[Region pointing data]

******************************

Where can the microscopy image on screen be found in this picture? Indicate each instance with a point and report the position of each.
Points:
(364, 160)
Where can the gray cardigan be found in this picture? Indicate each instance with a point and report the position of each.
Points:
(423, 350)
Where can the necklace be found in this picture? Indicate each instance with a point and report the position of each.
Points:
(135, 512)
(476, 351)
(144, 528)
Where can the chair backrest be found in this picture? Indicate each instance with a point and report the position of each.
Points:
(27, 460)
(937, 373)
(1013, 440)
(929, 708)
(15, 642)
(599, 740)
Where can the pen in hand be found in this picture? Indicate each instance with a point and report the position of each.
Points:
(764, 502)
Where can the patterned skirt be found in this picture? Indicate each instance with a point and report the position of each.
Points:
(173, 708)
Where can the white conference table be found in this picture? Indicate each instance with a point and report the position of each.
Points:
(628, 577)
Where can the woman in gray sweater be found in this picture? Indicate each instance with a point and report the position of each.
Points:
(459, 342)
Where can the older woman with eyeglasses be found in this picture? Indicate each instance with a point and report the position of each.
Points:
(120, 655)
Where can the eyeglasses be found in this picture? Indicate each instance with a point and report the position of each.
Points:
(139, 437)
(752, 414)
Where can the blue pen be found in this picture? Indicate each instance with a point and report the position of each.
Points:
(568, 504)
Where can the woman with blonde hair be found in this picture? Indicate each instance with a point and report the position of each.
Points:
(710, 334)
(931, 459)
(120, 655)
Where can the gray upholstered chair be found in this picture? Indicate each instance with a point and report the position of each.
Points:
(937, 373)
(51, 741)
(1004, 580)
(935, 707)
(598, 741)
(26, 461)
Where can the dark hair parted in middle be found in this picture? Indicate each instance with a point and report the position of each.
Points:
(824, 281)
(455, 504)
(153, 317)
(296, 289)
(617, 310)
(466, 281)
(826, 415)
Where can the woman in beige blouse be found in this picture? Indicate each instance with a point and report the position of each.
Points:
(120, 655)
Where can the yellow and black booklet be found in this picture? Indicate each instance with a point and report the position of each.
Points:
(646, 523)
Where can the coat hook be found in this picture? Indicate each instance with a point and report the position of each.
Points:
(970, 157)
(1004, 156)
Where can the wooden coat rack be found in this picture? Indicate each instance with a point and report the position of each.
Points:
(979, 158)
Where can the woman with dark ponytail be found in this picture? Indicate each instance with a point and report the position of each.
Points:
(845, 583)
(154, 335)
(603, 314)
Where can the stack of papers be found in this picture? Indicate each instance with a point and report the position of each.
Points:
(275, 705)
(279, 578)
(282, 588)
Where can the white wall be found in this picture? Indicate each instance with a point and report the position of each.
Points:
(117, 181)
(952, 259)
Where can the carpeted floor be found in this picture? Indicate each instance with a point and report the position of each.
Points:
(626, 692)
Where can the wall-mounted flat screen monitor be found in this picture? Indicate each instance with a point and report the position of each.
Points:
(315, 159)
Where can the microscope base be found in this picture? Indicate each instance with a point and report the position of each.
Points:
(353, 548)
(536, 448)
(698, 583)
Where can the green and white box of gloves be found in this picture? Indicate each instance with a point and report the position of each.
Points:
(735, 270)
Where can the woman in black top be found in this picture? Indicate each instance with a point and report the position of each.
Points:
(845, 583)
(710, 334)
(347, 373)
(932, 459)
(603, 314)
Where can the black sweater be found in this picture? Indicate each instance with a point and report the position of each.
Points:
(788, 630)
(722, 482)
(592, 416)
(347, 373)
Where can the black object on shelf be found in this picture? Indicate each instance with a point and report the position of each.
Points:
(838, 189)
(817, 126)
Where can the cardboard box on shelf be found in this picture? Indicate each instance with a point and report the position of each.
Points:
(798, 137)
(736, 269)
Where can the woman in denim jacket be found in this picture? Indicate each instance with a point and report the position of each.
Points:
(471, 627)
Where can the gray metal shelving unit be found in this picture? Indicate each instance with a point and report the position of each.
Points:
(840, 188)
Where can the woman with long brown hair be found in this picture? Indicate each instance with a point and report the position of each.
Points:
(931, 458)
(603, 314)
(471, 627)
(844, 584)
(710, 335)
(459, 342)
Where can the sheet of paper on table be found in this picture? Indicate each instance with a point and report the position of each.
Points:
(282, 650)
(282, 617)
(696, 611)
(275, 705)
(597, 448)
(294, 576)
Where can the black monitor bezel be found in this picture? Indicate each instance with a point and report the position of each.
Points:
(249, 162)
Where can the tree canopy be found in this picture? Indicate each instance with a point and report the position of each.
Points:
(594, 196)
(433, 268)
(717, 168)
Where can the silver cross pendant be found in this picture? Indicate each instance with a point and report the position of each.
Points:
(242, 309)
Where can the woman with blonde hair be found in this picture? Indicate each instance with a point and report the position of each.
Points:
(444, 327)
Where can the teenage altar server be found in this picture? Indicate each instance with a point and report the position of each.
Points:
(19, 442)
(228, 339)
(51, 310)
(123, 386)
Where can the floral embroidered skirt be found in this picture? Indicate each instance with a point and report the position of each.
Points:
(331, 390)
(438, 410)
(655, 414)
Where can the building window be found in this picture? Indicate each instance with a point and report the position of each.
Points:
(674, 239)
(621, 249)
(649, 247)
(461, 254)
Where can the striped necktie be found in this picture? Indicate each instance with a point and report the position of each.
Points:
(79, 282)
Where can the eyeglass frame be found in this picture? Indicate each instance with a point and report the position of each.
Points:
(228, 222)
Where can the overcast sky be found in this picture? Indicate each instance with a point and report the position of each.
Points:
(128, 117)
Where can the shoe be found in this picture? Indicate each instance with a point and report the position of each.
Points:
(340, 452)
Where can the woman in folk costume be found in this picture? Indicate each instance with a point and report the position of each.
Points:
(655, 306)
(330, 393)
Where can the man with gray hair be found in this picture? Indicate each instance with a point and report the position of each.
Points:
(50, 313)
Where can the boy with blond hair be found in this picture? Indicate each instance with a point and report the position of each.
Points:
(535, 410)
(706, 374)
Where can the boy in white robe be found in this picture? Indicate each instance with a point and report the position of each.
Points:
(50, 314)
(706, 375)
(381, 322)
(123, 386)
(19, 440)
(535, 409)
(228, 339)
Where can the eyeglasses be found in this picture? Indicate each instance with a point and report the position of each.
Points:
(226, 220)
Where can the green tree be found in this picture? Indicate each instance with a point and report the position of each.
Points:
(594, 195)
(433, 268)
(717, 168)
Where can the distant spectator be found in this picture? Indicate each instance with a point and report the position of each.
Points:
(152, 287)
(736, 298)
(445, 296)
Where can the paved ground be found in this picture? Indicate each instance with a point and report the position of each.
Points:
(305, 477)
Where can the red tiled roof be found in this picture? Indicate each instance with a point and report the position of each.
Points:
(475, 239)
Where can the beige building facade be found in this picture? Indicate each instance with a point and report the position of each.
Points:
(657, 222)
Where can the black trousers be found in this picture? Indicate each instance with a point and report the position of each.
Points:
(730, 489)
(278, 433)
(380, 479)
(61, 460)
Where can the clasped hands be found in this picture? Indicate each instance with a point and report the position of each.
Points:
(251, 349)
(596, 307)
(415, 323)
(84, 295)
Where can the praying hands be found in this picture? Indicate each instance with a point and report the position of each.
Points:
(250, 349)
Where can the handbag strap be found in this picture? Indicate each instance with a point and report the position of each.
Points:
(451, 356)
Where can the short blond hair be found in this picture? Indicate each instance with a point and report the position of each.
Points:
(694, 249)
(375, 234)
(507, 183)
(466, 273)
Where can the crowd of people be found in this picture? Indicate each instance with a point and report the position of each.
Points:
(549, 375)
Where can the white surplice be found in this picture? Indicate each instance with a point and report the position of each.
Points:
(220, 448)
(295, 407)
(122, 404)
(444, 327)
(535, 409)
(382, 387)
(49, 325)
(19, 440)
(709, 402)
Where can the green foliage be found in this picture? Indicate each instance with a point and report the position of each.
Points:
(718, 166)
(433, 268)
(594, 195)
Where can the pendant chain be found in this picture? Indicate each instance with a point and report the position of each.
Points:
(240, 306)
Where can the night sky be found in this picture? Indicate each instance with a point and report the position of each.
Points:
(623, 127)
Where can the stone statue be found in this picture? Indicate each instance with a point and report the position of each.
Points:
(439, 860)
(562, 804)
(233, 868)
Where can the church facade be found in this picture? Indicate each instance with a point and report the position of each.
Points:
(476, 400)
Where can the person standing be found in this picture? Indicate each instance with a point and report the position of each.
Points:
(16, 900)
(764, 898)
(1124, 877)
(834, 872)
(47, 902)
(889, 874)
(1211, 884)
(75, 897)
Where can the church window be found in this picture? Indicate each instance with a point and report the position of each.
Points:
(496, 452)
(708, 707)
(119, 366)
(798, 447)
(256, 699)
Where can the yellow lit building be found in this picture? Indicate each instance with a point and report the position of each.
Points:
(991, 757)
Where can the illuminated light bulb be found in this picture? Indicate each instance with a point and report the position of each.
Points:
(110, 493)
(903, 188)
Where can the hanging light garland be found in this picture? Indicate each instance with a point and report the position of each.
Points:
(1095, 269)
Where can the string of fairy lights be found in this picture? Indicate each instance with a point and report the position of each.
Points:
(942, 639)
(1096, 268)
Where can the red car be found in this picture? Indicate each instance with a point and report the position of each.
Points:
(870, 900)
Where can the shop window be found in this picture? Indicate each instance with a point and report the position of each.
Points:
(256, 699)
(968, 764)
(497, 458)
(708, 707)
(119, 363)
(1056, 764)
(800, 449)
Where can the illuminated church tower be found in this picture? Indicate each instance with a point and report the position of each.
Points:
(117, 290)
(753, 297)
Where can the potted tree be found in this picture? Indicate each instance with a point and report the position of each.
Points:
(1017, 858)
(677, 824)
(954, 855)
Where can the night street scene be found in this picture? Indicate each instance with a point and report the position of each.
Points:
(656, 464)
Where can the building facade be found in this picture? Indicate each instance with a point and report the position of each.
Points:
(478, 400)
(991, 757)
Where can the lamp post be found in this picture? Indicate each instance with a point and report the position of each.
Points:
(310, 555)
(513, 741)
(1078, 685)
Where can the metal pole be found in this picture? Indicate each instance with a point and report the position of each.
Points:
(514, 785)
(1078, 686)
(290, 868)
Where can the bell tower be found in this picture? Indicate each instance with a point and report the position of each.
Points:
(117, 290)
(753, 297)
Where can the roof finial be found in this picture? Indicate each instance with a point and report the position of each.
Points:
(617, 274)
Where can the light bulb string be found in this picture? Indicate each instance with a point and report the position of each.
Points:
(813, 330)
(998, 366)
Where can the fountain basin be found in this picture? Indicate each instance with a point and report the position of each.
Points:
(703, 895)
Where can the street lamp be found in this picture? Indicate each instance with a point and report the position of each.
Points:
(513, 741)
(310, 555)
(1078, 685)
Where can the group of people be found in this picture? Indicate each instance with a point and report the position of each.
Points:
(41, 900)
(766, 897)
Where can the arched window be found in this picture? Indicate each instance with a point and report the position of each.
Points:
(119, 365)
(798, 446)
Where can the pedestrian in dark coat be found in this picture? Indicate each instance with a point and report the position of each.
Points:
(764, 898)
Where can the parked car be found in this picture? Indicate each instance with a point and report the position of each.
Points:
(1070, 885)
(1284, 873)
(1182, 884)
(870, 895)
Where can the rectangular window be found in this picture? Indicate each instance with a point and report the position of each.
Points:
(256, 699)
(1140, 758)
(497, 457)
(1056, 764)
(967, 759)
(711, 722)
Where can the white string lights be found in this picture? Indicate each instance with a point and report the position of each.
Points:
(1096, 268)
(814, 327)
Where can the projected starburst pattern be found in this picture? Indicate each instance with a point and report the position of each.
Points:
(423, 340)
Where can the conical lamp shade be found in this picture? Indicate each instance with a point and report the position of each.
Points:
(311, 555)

******************************

• [WORK TO COMPLETE] Your answer should be all lines from the data that contain "tower".

• [ANSWER FOR THE TASK]
Where can the illuminated church tower be found in this picture? Indicate each instance with a point and report the position of each.
Where can the bell tower be found in this picture? Indicate each instance with a point and report the position of each.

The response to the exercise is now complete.